Stored data entries
---
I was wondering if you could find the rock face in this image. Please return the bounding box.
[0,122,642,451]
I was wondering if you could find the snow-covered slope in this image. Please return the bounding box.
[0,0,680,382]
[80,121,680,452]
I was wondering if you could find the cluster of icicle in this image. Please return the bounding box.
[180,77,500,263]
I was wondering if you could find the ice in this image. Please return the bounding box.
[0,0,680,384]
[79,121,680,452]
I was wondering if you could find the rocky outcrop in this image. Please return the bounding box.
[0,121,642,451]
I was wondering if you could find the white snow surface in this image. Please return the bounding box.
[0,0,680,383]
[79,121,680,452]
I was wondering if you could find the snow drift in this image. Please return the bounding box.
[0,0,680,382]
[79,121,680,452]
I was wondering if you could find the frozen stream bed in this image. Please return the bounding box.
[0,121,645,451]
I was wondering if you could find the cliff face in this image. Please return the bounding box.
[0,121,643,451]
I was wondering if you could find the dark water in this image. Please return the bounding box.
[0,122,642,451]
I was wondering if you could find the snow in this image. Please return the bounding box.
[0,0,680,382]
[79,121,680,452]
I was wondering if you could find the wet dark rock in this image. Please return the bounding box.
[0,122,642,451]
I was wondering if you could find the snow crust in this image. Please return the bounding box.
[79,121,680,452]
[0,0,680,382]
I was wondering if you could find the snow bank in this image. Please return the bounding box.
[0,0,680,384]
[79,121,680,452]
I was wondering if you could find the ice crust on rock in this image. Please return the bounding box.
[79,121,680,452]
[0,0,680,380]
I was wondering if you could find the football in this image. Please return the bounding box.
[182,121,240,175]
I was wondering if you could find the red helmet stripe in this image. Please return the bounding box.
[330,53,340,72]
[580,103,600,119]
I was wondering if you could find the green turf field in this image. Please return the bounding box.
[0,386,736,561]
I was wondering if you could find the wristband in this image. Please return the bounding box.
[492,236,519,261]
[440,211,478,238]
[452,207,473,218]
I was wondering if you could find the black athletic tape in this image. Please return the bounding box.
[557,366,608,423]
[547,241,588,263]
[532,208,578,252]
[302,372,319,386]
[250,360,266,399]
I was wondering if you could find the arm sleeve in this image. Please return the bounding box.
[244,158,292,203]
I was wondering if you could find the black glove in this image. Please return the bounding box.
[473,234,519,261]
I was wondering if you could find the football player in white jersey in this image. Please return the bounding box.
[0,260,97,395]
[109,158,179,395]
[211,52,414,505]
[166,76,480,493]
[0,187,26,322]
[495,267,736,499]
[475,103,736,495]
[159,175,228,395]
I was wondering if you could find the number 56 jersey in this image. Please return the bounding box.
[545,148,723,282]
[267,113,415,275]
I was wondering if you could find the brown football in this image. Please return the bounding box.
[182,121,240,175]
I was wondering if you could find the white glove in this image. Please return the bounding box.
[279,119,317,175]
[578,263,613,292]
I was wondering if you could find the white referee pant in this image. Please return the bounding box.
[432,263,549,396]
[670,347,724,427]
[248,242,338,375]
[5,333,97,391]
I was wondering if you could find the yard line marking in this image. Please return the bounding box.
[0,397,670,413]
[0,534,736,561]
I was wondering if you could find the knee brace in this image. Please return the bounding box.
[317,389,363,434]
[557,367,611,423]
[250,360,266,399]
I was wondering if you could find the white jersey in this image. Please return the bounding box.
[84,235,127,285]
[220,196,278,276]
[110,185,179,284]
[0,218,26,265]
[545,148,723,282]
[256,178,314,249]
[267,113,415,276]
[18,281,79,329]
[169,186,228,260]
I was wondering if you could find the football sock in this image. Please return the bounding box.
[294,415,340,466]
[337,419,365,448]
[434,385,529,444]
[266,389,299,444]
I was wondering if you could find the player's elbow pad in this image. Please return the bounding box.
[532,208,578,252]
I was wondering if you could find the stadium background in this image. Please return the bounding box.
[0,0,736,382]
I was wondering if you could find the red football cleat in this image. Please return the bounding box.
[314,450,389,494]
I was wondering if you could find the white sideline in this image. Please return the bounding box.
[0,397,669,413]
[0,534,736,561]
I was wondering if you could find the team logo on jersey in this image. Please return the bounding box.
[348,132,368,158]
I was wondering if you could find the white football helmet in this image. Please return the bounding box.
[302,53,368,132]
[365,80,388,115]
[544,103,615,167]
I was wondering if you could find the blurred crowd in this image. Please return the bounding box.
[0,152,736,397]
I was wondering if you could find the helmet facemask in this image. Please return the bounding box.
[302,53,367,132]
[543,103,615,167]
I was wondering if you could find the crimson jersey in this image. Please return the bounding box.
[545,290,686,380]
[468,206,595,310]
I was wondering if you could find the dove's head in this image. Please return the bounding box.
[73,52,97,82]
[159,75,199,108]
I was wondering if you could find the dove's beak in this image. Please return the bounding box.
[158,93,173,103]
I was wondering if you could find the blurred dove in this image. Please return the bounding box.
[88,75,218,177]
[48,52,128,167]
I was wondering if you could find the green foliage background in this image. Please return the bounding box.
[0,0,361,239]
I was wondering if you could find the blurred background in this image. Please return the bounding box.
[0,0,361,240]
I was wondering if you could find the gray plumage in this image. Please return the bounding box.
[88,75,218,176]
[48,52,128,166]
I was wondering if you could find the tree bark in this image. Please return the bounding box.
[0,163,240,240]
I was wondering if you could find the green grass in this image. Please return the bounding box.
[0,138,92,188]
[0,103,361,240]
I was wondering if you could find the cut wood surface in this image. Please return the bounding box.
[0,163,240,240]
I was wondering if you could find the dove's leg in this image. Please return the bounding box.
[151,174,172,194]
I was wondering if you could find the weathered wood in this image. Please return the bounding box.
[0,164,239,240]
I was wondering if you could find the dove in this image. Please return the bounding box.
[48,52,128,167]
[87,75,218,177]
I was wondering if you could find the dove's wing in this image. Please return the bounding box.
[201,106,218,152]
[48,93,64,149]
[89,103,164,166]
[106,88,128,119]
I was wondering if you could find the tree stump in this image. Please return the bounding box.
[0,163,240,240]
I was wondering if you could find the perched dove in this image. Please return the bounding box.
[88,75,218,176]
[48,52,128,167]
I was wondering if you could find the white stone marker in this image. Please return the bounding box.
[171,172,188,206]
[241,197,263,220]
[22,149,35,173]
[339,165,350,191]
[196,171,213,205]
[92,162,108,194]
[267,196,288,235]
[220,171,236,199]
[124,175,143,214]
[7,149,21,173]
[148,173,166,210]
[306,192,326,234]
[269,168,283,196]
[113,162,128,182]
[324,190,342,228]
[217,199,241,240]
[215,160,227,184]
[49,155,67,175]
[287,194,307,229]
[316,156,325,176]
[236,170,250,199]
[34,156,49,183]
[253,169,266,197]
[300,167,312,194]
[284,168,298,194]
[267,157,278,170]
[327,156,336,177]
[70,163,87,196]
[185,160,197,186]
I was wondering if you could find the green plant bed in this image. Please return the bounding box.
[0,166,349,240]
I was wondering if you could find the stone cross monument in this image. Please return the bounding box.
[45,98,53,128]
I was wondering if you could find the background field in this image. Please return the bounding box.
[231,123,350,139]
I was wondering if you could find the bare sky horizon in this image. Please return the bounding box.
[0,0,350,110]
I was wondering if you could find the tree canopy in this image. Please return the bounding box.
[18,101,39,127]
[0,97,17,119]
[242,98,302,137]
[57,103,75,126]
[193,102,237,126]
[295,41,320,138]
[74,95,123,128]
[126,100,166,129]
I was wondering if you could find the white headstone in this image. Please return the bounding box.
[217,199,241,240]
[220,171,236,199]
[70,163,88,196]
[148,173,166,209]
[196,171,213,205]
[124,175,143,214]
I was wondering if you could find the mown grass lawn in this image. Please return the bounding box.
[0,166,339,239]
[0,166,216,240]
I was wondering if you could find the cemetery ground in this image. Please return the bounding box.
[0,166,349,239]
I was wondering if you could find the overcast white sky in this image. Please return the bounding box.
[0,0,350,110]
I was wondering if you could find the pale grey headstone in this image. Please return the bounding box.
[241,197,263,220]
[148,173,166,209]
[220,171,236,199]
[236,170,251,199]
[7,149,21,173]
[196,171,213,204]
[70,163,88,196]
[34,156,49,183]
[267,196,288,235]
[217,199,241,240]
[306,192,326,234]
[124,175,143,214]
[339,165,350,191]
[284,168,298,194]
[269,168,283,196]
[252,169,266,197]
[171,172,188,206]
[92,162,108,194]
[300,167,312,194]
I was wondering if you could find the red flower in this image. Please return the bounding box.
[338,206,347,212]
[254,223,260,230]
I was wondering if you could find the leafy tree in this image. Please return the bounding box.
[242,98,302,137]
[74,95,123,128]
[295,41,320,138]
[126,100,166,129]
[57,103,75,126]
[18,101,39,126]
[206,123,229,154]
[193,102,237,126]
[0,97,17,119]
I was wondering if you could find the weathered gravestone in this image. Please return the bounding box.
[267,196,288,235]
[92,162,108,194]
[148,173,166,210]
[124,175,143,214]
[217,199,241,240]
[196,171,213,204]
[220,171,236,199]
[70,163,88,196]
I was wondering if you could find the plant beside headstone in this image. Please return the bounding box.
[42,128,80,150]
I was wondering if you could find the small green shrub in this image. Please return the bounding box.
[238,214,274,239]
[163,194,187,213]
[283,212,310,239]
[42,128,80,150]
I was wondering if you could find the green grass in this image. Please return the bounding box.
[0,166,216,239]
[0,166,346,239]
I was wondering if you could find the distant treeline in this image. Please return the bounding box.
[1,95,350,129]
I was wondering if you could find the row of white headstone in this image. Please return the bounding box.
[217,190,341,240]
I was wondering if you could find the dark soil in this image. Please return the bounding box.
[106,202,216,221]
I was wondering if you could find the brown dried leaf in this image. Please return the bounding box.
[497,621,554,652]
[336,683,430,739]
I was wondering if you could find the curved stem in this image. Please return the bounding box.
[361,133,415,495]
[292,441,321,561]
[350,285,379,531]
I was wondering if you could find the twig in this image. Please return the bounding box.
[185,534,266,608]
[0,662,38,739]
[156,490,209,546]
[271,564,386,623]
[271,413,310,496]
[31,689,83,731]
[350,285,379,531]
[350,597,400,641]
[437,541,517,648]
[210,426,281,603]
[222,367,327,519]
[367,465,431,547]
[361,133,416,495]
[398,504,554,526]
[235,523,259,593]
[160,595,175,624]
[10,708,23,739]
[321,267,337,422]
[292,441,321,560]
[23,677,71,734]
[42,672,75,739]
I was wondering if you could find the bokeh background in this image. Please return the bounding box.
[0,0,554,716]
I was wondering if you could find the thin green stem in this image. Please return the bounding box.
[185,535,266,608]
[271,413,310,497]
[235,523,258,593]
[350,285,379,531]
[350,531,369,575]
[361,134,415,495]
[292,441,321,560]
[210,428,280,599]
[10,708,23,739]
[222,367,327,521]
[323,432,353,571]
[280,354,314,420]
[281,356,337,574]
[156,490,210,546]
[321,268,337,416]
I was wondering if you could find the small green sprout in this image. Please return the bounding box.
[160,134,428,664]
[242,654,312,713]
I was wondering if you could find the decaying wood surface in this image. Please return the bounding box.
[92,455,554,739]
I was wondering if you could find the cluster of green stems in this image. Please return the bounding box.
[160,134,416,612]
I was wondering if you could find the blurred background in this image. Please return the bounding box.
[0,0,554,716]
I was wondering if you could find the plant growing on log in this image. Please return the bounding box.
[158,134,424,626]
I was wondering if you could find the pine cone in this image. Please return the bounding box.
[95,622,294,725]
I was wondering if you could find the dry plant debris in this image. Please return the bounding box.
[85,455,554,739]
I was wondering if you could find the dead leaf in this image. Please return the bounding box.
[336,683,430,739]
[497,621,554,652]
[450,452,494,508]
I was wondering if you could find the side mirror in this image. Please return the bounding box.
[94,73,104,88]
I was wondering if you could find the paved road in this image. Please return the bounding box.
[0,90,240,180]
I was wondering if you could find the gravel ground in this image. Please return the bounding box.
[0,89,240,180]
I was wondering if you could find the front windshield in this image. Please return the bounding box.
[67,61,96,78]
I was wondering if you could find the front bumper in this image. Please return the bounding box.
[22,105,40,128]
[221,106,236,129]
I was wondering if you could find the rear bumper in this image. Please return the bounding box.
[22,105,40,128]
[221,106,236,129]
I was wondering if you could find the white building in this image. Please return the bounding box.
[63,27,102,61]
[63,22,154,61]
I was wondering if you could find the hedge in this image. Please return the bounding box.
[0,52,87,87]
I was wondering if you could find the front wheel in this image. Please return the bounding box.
---
**THE TASK**
Copy every line from the line with "I was wondering if you could find the mown" up to and including the line with "[254,223,260,230]", and multiply each bounding box coordinate in the answers by 2.25, rounding to whole numbers with halves rounded up.

**WRITTEN ANSWER**
I was wondering if you could find the mown grass lawn in this image. Please return the bounding box.
[0,374,763,538]
[0,374,486,540]
I was wondering if you could find the cemetery ground in this image. Please return the bounding box.
[0,374,785,538]
I was wondering if you could find the overcast white sky in this image. Please return the bounding box.
[0,0,788,248]
I was wondering if you could find the pale grey headstone in this image. Please return the bounding box.
[542,443,592,495]
[333,389,374,470]
[495,385,531,448]
[531,383,565,448]
[16,335,47,389]
[441,385,479,459]
[158,367,198,441]
[77,351,110,412]
[601,441,648,529]
[488,448,542,540]
[689,432,734,527]
[279,394,322,482]
[763,371,788,430]
[639,378,671,437]
[605,378,637,441]
[567,380,599,443]
[385,387,423,464]
[207,365,243,437]
[675,376,702,437]
I was wondering if you could find the red flower in this image. Please return the bounding box.
[761,464,781,477]
[572,502,585,518]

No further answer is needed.